Once the premier hospital in Sierra Leone, Rotifunk Hospital (re-dedicated as the Hatfield Archer Memorial Hospital in 2014) now struggles to care for the residents of the area with limited resources. Located on 11 acres of land, the hospital has a campus of 12 buildings. The hospital serves 145,000 people in the Moyamba District, where the top health problems are tuberculosis, malaria, dysentery, complications from childbirth, and lower respiratory problems.
In 2004, Haugesund Rotifunk of Norway learned of the hospital’s need and took on the enormous project of rebuilding the hospital campus that had been nearly destroyed in the 1991-2002 civil war. Mission of Hope: Rotifunk Hospital began in 2013 following a visit to Wrightsville Beach by Bishop Yambasu from Sierra Leone. After hearing about the dire need in Rotifunk, the church accepted the call to re-establish and support the Rotifunk Hospital. Since then, Mission of Hope: Rotifunk Hospital has become a 501(c)3 nonprofit organization (your contributions are 100% tax deductible) and works in partnership with Haugesund Rotifunk, The North Carolina and Sierra Leone Conferences of the United Methodist Church, and other faith-based and civic groups in a global partnership to bring relief to this impoverished region.

# Given material:
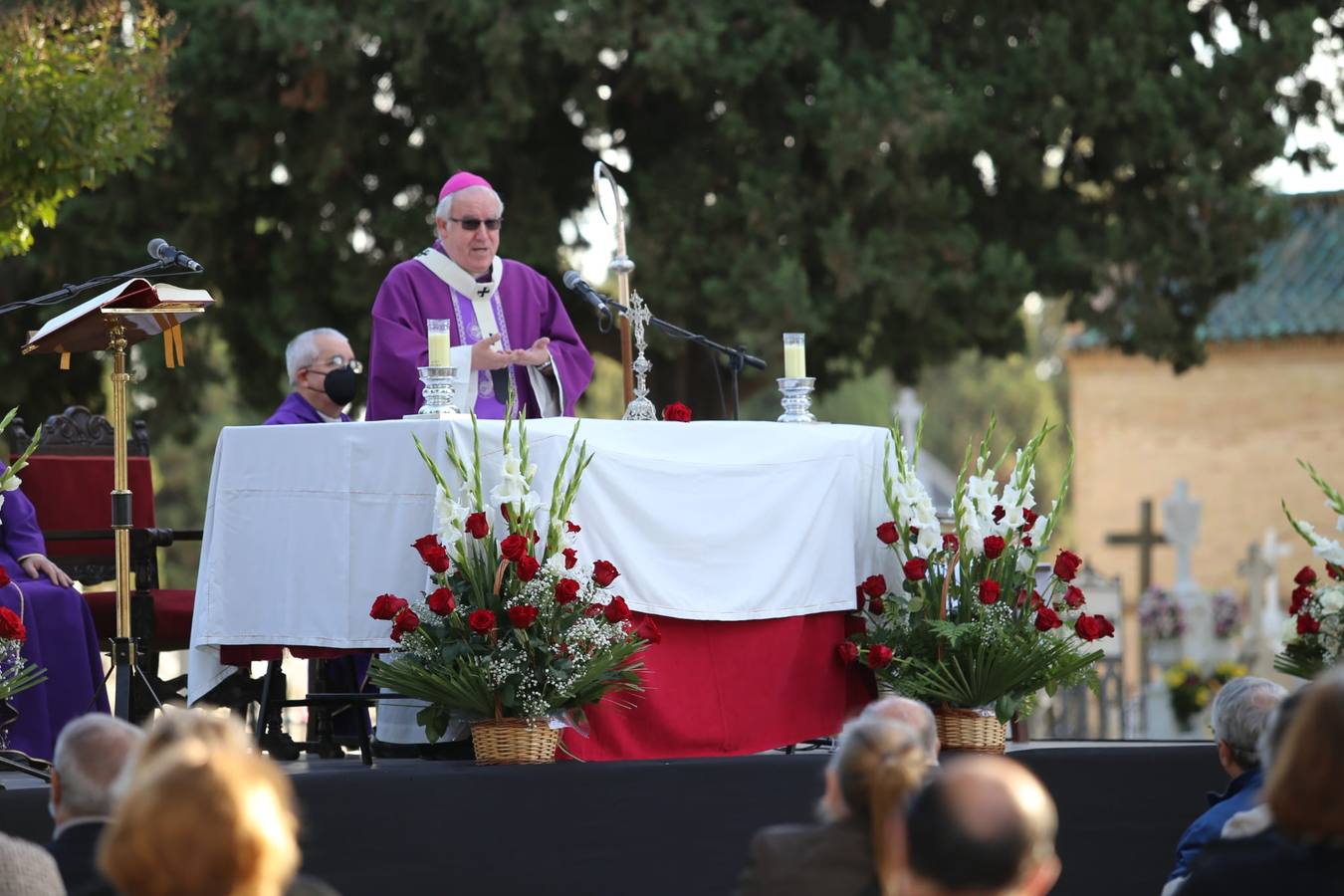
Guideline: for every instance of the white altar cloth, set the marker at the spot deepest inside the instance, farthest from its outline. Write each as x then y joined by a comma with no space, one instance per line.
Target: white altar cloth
710,520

# To do:
Copy out the full passage about Rotifunk Hospital above word for word, keeping every sentence and its punctuation unchanged.

# Result of this exercise:
Once the premier hospital in Sierra Leone, Rotifunk Hospital (re-dedicated as the Hatfield Archer Memorial Hospital in 2014) now struggles to care for the residents of the area with limited resources. Located on 11 acres of land, the hospital has a campus of 12 buildings. The hospital serves 145,000 people in the Moyamba District, where the top health problems are tuberculosis, malaria, dysentery, complications from childbirth, and lower respiratory problems.
In 2004, Haugesund Rotifunk of Norway learned of the hospital’s need and took on the enormous project of rebuilding the hospital campus that had been nearly destroyed in the 1991-2002 civil war. Mission of Hope: Rotifunk Hospital began in 2013 following a visit to Wrightsville Beach by Bishop Yambasu from Sierra Leone. After hearing about the dire need in Rotifunk, the church accepted the call to re-establish and support the Rotifunk Hospital. Since then, Mission of Hope: Rotifunk Hospital has become a 501(c)3 nonprofit organization (your contributions are 100% tax deductible) and works in partnership with Haugesund Rotifunk, The North Carolina and Sierra Leone Conferences of the United Methodist Church, and other faith-based and civic groups in a global partnership to bring relief to this impoverished region.